At Stockholm’s spherical Avicii Arena, a massive new internal roof of folding acoustic panels enables the venue to rapidly transform in response to its music and sports events schedule
Until recently, the 1989 Stockholm Globe Arena had been the world’s biggest spherical building. Designed by architects Svante Berg, Lars Vretblad and Esbjörn Adamson, its aluminium-clad, structural steel structure, dotted with portholes, seems to reference not just Étienne-Louis Boullée but the 1970s Japanese Metabolists.
Renamed Avicii Arena in 2021 after the late DJ, and in response to commercial and performance needs, it reopened in February after extensive transformation. Most notably, a vast new internal retractable roof of folding acoustic panels enables the space’s scale to be radically modulated according to event.
The novel cable-stay design is by architect HOK with C.F. Møller Architects and engineer Schlaich Bergermann Partner (SBP), which worked on the 1972 Munich Olympics’ pioneering lightweight structures. Its sustainability attributes go well beyond minimal material use.
Set 30-43m above the field of play, the new curved roof, with its acoustic and spatial intimacy, enables the city’s ice hockey teams, and fans, to adopt the arena. This has freed up the adjacent Hovet Arena site for demolition as part of a massive urban regeneration of south Stockholm’s former meatpacking district.
As John Rhodes, HOK design principal and director of sport and entertainment points out, the design – which includes new seating and event viewing configurations – in effect obviated the need for an alternative sports venue, and the embodied carbon and economic cost it would represent. It also creates a state-of-the-art facility for live performers who previously would have had to battle with the challenging acoustic and technical limitations of a cavernous 108m-high space.

■ Information supplied:
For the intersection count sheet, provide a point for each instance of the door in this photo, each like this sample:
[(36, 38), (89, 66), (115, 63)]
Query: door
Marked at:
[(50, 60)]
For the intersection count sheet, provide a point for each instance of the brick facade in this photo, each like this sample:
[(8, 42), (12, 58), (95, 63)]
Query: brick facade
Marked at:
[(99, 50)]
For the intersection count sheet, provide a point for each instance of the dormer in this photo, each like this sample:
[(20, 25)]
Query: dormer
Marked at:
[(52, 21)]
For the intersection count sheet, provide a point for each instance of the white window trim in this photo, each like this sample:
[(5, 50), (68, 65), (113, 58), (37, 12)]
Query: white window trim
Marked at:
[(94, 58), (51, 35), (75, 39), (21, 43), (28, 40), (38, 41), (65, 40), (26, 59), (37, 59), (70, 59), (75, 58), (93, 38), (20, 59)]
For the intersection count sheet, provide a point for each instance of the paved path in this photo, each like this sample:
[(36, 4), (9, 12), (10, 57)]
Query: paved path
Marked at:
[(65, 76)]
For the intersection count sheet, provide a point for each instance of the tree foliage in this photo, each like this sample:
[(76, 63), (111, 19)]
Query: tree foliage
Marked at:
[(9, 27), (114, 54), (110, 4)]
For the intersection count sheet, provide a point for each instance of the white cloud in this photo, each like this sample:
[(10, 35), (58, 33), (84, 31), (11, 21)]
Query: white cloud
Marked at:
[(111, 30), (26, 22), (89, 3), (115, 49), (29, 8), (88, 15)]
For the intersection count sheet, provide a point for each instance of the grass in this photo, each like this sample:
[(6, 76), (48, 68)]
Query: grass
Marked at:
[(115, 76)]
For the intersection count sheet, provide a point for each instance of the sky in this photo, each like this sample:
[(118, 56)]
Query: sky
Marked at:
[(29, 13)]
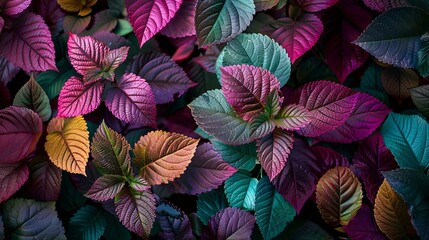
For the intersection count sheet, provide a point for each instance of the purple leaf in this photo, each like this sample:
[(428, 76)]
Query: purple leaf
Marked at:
[(246, 88), (20, 129), (12, 177), (371, 158), (148, 17), (28, 44), (273, 151), (79, 99), (329, 103), (166, 79), (132, 101), (298, 36), (206, 171), (368, 114), (230, 223)]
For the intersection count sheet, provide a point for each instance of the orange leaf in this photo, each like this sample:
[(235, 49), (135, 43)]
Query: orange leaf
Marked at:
[(163, 156), (67, 143)]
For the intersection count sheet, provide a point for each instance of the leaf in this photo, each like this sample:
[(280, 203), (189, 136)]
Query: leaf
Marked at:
[(20, 130), (215, 116), (67, 144), (218, 21), (298, 36), (257, 50), (132, 101), (136, 211), (230, 223), (272, 211), (247, 87), (206, 171), (329, 103), (240, 190), (338, 196), (394, 36), (29, 36), (32, 96), (30, 219), (409, 145), (391, 213), (148, 17), (166, 79), (398, 82), (76, 98), (163, 156), (12, 177), (87, 223)]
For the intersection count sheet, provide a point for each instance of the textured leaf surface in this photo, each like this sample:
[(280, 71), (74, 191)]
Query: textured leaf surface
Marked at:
[(272, 211), (338, 196), (67, 144), (163, 156), (20, 129), (218, 21)]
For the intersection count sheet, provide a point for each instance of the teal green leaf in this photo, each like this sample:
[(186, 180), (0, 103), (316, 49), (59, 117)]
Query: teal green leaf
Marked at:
[(29, 219), (257, 50), (272, 211), (407, 137), (218, 21), (87, 224), (240, 190)]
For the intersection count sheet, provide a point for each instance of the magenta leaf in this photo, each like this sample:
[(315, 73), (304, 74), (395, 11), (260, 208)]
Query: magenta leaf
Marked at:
[(132, 101), (329, 103), (148, 17), (78, 99), (230, 223), (246, 88), (206, 171), (166, 79), (12, 177), (28, 44), (20, 129), (298, 36)]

■ Your task:
In the text on the Avicii Arena, answer the following:
(a) What year accompanies the Stockholm Globe Arena's name?
(b) Which engineering firm worked on the new roof design, and which earlier event's lightweight structures did it work on?
(c) How far above the field of play is the new curved roof set?

■ Output of the exercise:
(a) 1989.
(b) Schlaich Bergermann Partner (SBP), which worked on the lightweight structures of the 1972 Munich Olympics.
(c) 30–43m.